_Collected data entries:_

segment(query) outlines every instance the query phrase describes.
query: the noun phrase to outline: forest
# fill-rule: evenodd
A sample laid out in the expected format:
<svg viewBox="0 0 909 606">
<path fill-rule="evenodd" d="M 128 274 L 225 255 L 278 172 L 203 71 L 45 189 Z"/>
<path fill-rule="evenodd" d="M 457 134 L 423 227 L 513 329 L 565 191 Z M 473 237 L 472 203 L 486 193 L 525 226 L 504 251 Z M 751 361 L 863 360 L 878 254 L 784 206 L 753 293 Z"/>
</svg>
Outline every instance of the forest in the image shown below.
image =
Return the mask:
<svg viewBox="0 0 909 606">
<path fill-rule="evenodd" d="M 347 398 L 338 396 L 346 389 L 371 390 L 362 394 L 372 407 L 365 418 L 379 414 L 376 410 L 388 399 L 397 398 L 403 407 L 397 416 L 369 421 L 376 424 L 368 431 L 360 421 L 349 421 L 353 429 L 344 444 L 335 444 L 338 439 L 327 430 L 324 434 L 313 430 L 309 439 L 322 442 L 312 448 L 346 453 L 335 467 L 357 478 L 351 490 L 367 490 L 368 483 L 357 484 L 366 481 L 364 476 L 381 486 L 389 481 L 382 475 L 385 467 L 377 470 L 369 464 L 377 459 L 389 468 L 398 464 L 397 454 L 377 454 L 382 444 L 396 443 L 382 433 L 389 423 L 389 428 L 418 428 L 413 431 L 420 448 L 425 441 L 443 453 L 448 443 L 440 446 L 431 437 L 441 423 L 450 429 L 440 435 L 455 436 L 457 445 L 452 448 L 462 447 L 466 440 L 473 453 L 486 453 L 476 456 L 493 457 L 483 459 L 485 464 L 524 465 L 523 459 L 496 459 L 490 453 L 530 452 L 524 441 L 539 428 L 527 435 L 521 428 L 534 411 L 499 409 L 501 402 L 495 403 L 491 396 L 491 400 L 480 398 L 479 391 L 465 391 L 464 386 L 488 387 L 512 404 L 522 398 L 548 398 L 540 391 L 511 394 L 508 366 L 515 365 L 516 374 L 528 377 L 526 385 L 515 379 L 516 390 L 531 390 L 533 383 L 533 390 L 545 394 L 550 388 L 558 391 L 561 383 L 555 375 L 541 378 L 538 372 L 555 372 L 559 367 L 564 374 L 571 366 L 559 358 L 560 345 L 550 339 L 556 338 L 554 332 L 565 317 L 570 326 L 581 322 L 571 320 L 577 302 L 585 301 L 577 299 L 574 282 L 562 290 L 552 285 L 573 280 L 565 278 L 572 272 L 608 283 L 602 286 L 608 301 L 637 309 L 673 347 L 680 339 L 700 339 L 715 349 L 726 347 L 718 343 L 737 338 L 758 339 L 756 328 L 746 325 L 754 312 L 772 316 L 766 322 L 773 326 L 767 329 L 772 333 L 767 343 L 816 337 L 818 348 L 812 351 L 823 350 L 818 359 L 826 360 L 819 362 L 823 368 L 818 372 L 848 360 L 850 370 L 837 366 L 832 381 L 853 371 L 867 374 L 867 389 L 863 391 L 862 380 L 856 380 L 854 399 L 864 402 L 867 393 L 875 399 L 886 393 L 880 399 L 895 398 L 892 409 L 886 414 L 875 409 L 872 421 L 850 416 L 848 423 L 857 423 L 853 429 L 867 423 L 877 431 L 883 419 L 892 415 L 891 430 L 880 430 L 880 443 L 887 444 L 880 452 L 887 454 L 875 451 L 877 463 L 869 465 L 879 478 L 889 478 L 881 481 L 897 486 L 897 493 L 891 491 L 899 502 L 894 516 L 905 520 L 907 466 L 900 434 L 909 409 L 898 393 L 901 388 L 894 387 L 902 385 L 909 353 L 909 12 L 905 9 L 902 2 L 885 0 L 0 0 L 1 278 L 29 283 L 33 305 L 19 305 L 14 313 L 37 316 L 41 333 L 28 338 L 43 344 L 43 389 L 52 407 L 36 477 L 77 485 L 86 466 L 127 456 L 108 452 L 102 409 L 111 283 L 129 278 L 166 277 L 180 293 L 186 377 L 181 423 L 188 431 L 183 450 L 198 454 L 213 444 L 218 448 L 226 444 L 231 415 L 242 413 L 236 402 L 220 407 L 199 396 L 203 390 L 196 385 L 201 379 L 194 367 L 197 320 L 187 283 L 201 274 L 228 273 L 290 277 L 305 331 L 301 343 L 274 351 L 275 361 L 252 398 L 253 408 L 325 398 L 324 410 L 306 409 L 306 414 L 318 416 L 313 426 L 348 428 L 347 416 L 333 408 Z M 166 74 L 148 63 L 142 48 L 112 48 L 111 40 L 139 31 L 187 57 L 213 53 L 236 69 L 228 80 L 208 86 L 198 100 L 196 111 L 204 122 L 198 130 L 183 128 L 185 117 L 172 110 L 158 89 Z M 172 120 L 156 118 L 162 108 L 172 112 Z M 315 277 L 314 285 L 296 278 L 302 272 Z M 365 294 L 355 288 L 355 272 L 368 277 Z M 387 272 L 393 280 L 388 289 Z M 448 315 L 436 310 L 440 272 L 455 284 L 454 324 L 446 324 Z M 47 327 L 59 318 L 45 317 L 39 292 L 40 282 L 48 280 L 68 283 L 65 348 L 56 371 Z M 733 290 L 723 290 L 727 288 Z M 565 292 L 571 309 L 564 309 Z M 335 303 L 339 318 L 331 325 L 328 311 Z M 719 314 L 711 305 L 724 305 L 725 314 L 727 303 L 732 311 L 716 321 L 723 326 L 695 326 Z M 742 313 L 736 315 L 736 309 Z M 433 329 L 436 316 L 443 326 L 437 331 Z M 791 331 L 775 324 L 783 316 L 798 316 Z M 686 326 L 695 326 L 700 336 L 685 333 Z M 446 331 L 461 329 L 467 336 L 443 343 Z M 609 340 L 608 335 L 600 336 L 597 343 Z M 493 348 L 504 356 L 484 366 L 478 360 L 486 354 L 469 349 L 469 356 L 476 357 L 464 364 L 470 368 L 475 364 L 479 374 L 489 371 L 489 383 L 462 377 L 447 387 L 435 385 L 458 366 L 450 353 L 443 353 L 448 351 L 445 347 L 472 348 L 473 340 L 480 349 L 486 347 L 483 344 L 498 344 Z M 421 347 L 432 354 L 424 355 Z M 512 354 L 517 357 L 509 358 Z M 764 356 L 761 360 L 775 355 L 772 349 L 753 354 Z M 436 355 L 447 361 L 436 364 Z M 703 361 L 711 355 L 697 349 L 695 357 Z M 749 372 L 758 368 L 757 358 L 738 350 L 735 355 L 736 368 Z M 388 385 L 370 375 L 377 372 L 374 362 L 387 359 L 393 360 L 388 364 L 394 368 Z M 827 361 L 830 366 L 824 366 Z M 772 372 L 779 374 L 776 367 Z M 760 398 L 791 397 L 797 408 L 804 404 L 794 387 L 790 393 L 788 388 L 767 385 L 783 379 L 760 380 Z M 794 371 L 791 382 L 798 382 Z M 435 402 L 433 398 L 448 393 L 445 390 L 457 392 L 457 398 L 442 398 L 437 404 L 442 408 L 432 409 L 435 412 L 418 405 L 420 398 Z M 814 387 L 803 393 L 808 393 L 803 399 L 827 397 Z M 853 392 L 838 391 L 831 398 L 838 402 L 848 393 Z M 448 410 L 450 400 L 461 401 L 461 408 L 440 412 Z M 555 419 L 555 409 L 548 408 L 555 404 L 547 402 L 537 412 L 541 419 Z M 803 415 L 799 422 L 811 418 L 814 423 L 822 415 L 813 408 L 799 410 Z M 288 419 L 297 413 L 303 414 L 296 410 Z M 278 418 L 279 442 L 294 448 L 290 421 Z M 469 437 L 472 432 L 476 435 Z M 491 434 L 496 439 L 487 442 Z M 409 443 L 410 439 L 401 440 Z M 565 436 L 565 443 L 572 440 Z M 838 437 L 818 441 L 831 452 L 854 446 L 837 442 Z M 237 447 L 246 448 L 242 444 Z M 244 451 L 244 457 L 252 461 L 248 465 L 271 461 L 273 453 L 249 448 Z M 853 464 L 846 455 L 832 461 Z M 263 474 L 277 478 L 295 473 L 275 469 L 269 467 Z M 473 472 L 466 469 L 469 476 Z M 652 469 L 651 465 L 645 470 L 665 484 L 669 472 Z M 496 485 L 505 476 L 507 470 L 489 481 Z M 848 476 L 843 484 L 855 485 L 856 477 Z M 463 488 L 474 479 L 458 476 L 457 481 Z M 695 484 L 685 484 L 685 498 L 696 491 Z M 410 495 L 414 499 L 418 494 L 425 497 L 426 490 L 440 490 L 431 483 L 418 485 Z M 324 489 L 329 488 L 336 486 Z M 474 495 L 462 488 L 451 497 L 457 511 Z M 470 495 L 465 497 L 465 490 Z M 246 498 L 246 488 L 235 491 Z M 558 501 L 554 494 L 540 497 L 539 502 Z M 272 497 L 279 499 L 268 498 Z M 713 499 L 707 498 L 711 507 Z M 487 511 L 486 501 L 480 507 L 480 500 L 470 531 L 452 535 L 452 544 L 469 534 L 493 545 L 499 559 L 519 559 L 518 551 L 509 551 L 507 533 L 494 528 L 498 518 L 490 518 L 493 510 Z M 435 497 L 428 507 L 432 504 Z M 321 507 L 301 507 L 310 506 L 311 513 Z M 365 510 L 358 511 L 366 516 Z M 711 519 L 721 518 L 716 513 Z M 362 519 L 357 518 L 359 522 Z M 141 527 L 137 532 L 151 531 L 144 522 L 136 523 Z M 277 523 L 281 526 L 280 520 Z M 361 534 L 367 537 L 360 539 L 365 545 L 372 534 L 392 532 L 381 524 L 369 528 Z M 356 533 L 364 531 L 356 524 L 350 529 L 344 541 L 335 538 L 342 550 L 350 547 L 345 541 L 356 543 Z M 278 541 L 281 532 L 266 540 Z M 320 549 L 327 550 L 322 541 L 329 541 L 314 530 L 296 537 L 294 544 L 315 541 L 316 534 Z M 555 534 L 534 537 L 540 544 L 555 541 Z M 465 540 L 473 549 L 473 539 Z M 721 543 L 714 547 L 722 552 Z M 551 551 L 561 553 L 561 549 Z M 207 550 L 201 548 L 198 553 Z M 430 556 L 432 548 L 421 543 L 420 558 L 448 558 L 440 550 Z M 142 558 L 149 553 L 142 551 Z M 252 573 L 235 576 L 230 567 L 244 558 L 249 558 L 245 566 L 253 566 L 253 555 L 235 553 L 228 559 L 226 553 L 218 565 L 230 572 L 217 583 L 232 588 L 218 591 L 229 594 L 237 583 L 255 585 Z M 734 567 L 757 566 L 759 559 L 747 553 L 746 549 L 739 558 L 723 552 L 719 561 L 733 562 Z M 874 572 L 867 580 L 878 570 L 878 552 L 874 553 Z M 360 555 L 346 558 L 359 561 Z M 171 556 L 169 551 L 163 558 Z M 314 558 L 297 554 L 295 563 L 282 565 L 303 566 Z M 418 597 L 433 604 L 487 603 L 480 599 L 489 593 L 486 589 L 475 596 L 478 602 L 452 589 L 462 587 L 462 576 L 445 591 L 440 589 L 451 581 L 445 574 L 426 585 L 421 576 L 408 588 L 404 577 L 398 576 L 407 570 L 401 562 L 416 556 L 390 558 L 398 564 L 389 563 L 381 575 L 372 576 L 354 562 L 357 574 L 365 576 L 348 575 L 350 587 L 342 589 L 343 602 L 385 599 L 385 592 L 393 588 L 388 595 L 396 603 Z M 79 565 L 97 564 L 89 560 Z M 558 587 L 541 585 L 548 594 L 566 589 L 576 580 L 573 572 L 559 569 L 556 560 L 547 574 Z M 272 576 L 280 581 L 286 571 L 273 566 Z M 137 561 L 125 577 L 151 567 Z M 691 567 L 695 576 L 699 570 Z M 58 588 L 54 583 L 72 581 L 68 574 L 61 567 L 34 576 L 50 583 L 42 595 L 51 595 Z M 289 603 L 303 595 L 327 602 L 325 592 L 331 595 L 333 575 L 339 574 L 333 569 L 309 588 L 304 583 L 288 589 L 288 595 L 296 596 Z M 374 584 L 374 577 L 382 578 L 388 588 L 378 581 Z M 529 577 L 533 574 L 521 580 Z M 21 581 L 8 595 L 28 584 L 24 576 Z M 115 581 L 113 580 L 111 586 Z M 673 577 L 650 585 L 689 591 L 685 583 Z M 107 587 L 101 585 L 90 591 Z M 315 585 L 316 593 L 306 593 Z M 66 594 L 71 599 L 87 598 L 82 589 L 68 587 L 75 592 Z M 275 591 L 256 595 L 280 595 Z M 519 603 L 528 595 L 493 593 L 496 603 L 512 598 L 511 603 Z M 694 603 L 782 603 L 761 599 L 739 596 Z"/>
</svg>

_Task prompt:_
Find each line of the listing that contains the word "instance" and copy those lines.

_Solution to the exercise:_
segment(query) outlines every instance the query phrase describes.
Outline every instance of the forest in the image shown below.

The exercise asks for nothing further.